QUESTIONS »
1 – In the dissertation abstract on the hetnet, how many relationships does Hetionet v1.0 contain?
2 – Rewrite the part of the hetnet dissertation abstract starting at "Human disease is" and ending at "last half century.", with "biomedical data" replaced by "genomic data".
3 – Carry on the hetnet dissertation abstract from the point where it stops.

EXCERPTED TEXT »
-=-=-=-=-

The hetnet awakens: understanding complex diseases through data integration and open science
- Author(s): Himmelstein, Daniel Scott
- Advisor(s): Baranzini, Sergio E
- et al.
Human disease is complex. However, the explosion of biomedical data is providing new opportunities to improve our understanding. My dissertation focused on how to harness the biodata revolution. Broadly, I addressed three questions: how to integrate data, how to extract insights from data, and how to make science more open.
To integrate data, we pioneered the hetnet --- a network with multiple node and relationship types. After several preludes, we released Hetionet v1.0, which contains 2,250,197 relationships of 24 types. Hetionet encodes the collective knowledge produced by millions of studies over the last half century.

-=-=-=-=-

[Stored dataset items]

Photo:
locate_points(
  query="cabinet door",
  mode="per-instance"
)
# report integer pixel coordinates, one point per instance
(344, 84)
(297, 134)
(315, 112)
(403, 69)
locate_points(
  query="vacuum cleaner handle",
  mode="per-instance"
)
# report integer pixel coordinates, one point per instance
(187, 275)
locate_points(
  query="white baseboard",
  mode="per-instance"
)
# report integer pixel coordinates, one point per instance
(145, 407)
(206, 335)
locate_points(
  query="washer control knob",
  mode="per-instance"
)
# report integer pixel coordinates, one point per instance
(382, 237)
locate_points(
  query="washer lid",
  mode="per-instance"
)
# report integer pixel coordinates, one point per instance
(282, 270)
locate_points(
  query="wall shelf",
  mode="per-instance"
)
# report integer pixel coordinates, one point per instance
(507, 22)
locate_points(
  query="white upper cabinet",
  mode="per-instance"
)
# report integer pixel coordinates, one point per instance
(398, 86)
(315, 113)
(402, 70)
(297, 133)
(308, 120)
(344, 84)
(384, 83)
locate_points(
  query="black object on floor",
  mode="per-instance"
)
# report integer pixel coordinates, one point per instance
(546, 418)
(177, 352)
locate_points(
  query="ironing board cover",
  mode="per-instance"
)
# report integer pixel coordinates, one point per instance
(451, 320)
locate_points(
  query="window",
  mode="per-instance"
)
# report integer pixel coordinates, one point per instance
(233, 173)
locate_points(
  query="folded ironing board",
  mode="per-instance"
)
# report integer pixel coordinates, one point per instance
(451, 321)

-=-=-=-=-

ANSWERS »
1 – Hetionet v1.0 contains 2,250,197 relationships.

2 –
Human disease is complex. However, the explosion of genomic data is providing new opportunities to improve our understanding. My dissertation focused on how to harness the biodata revolution. Broadly, I addressed three questions: how to integrate data, how to extract insights from data, and how to make science more open.
To integrate data, we pioneered the hetnet --- a network with multiple node and relationship types. After several preludes, we released Hetionet v1.0, which contains 2,250,197 relationships of 24 types. Hetionet encodes the collective knowledge produced by millions of studies over the last half century.

3 –
To extract insights from data, we developed a machine learning approach for hetnets. In order to predict the probability that an unknown relationship exists, our algorithm identifies influential network patterns. We used the approach to prioritize disease--gene associations and drug repurposing opportunities. By evaluating our predictions on withheld knowledge, we demonstrated the systematic success of our method.
After encountering friction that interfered with data integration and rapid communication, I began looking at how to make science more open. The quest led me to explore realtime open notebook science and expose publishing delays at journals as well as the problematic licensing of publicly-funded research data.